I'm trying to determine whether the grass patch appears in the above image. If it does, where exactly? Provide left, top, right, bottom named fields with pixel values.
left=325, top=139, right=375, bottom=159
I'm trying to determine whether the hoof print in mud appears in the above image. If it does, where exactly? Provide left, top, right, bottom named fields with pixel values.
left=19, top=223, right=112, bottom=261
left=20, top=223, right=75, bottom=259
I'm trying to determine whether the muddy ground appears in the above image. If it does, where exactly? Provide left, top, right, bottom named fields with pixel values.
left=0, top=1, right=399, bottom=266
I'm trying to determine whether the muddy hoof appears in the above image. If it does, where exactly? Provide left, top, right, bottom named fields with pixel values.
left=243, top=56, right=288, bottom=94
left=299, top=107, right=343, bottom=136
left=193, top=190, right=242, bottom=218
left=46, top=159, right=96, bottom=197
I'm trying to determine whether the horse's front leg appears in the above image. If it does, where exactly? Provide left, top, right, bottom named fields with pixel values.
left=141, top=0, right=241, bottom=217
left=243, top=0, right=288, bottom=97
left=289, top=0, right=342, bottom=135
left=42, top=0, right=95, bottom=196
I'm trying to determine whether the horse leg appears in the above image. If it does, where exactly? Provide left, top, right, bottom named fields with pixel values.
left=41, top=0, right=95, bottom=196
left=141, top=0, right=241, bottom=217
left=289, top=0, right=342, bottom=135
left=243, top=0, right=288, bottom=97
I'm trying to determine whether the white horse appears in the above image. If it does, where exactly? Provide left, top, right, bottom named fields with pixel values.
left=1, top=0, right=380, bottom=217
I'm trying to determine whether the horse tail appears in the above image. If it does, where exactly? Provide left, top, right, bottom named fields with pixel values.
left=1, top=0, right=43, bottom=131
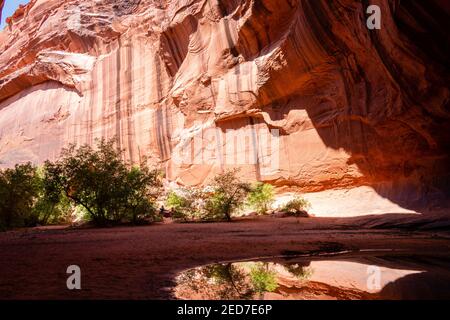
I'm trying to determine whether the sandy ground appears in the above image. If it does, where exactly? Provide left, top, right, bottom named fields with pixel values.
left=0, top=215, right=450, bottom=299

- WHAT THE TASK ASKS: Reproduce the material above exactly but drop all images.

- TASK OUTPUT:
I'm trying to determine whether the grass patch appears in the above image. If it does, where exactly? Provide left, top, right, bottom named fields with pixel values.
left=325, top=139, right=375, bottom=159
I'm trying to determine whether the hoof print in mud appears in the above image. If it does, where exactly? Provide left, top, right, bottom named fields with pixel values.
left=19, top=223, right=112, bottom=261
left=20, top=223, right=75, bottom=259
I'm trying to determine whether the muddy ground appears in the above image. If it does, where exactly? Provide left, top, right, bottom named fields with pixel values.
left=0, top=1, right=399, bottom=266
I'm trying to determine whether the muddy hoof appears in the above image. If it does, where exactly? Provide left, top, right, bottom named fields with pixel values.
left=243, top=56, right=288, bottom=94
left=299, top=107, right=343, bottom=136
left=193, top=190, right=242, bottom=218
left=46, top=159, right=96, bottom=197
I'm trying to determine whether the horse's front leg appears in the above image. If it does, where exactly? Provide left, top, right, bottom named fields with pixel values.
left=141, top=0, right=241, bottom=217
left=243, top=0, right=288, bottom=97
left=289, top=0, right=342, bottom=135
left=42, top=0, right=95, bottom=196
I'm trying to determine whether the horse leg appears in the above image. If it does, where exactly? Provide left, top, right, bottom named fields with pixel values.
left=41, top=0, right=95, bottom=196
left=141, top=0, right=241, bottom=217
left=289, top=0, right=342, bottom=135
left=243, top=0, right=288, bottom=97
I'm trying to determine whether the white horse appears in the above image. If it does, where exactly? Provide left, top, right, bottom named fields with pixel values.
left=1, top=0, right=380, bottom=217
I'm trying to determine whether the horse tail appears in the above image. If it does, where exactly? Provide left, top, right, bottom named fields with pixel values.
left=1, top=0, right=43, bottom=131
I'm trying to determine whether the sandy ground appears in the above image. If it does, where exactly? Provide left, top, right, bottom named fields with pixel values.
left=0, top=215, right=450, bottom=299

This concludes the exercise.